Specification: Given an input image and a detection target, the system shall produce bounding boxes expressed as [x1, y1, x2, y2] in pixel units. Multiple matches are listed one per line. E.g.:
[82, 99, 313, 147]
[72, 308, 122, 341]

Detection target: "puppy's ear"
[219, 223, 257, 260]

◇ ◇ ◇ ◇ ◇ ◇ ◇

#### Required task:
Write out every item again, requests included, and add -58 to each bounding-box coordinate in the answers while leaving all numbers in the requests unchanged.

#### Result of this task:
Specification: Given an input image and a detection target, the system shall produce bounding boxes expressed as [x1, y1, x2, y2] in pixel units. Multiple matches are listed one per line. E.g.:
[82, 99, 313, 147]
[72, 308, 122, 341]

Detection target: "puppy's ear"
[161, 165, 199, 202]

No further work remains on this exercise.